The researchers, led by Mikael Käll, also at Chalmers, made their motor by trapping gold nanorods in optical tweezers, which work by confining the nanorods near the focus of a laser beam. They rotated the rods by circularly polarizing the laser light and observed how fast the structures spun round by measuring the light scattered off them.

“The recorded signal provides us with information about the rotation, as well as the local temperature of the nanorods,” Shao tells nanotechweb.org. “We confirmed the scattering mechanism by theoretical calculations and rotational dynamical analysis.”

Stir bars and drills

The fast rotating nanomotors could be used in a variety of optomechanical sensing and actuation applications, he adds. “One possibility is to use them as stir bars to rapidly mix solutions in very small volumes, and perhaps thus control chemical reactions – for example, in micro or nanofluidic chips. It might also be possible to exploit the rotation to probe the local viscosity and temperature of a sample, as well as molecular surface reactions – as we indeed show by proof-of-principle demonstrations in our study. The mechanical rotary motion of the nanorods might also be used to ‘drill’ tiny holes in thin membranes or surfaces.”

The team, reporting its work in ACS Nano DOI: 10.1021/acsnano.5b06311, is now busy looking at how the rotation depends on nanoparticle shape, size and composition. “We are also trying to better understand the movement of nanoparticles trapped in focused light fields and want to develop the idea of using these particles as molecular sensors – for example, by functionalizing them so that they can capture specific molecules from solution.”

We also hope to employ spectroscopic probes, such as surface plasmon resonance and Raman analysis, to obtain more information about what is happening on the surfaces of rotating nanoparticles – for instance, when they are exposed to molecules.

### Written problem A
Answer these questions from the nanomotor article:
(i) What did the researchers trap in optical tweezers to make their motor?
(ii) How did they rotate the rods?
(iii) In which journal is the team reporting its work?
### Written problem B
Reproduce the passage of the nanomotor article starting at "The team, reporting" and ending at "exposed to molecules.".

### Source excerpt
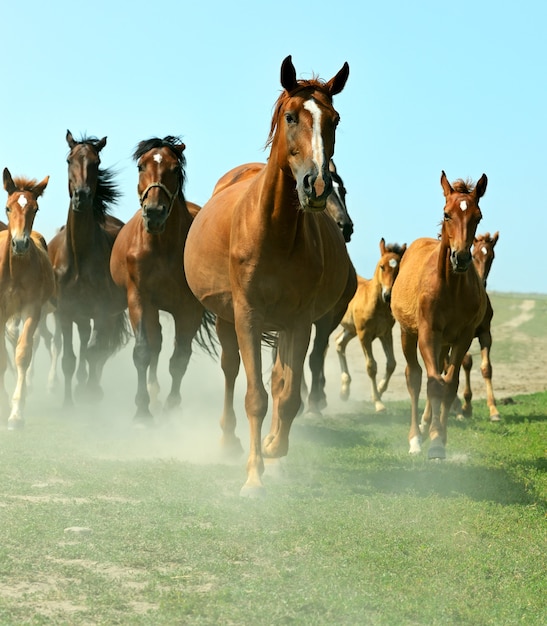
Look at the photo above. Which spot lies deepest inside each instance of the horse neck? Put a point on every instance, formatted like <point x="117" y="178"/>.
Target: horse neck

### Expected answer A
(i) Gold nanorods.
(ii) By circularly polarizing the laser light.
(iii) ACS Nano.

### Expected answer B
The team, reporting its work in ACS Nano DOI: 10.1021/acsnano.5b06311, is now busy looking at how the rotation depends on nanoparticle shape, size and composition. “We are also trying to better understand the movement of nanoparticles trapped in focused light fields and want to develop the idea of using these particles as molecular sensors – for example, by functionalizing them so that they can capture specific molecules from solution.”

We also hope to employ spectroscopic probes, such as surface plasmon resonance and Raman analysis, to obtain more information about what is happening on the surfaces of rotating nanoparticles – for instance, when they are exposed to molecules.